# Exercise directions
Copy the material from the line containing "Put a marker on every instance of the luggage" through the end of the material, switching "shelf-audit tool" to "layout checker" and leaving everything else unchanged.

Data entries
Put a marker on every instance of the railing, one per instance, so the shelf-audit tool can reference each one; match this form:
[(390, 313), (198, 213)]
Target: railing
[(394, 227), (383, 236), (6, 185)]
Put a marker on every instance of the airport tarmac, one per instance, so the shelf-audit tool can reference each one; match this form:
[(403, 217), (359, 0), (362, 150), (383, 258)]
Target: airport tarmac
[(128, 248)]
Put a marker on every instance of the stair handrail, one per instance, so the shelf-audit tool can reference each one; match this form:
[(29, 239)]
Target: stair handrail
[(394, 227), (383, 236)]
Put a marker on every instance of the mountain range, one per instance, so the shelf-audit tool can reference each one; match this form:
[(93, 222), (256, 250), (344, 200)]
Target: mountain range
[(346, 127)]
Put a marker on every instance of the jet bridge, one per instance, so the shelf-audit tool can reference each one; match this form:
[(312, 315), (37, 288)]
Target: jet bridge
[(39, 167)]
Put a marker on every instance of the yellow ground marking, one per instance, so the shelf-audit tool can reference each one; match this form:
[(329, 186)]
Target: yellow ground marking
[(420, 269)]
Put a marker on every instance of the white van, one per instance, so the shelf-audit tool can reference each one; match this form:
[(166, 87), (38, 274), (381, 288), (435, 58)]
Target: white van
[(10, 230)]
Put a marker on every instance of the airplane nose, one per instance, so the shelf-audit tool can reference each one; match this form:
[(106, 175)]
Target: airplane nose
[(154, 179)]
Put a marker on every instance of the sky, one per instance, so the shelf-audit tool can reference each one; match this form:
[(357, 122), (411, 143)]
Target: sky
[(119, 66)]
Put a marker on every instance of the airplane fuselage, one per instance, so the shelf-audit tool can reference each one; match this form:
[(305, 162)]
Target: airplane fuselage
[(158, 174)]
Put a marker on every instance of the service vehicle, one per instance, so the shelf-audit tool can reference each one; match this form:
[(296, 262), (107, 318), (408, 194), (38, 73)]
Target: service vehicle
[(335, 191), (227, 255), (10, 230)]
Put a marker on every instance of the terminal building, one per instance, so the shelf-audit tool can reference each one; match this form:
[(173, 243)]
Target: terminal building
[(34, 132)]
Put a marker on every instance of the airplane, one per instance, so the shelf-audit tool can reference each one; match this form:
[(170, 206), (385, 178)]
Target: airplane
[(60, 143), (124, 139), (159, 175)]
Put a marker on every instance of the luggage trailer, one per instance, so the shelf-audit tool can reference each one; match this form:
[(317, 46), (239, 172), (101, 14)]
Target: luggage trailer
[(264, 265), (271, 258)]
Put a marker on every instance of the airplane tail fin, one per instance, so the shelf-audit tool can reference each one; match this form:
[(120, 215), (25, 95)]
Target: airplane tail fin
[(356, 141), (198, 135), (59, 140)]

# Solved exercise
Put a marker on every instance of the luggage trailer, one per instance, so the layout checker can reference each one; match this form:
[(317, 46), (239, 172), (101, 14)]
Target: luggage trailer
[(264, 265), (271, 258)]
Put a marker on every instance of the airplane tail fin, one per instance, so the layout checker can reference each one; match this form:
[(120, 215), (25, 95)]
Target: airplane tail fin
[(356, 141), (198, 135), (59, 140)]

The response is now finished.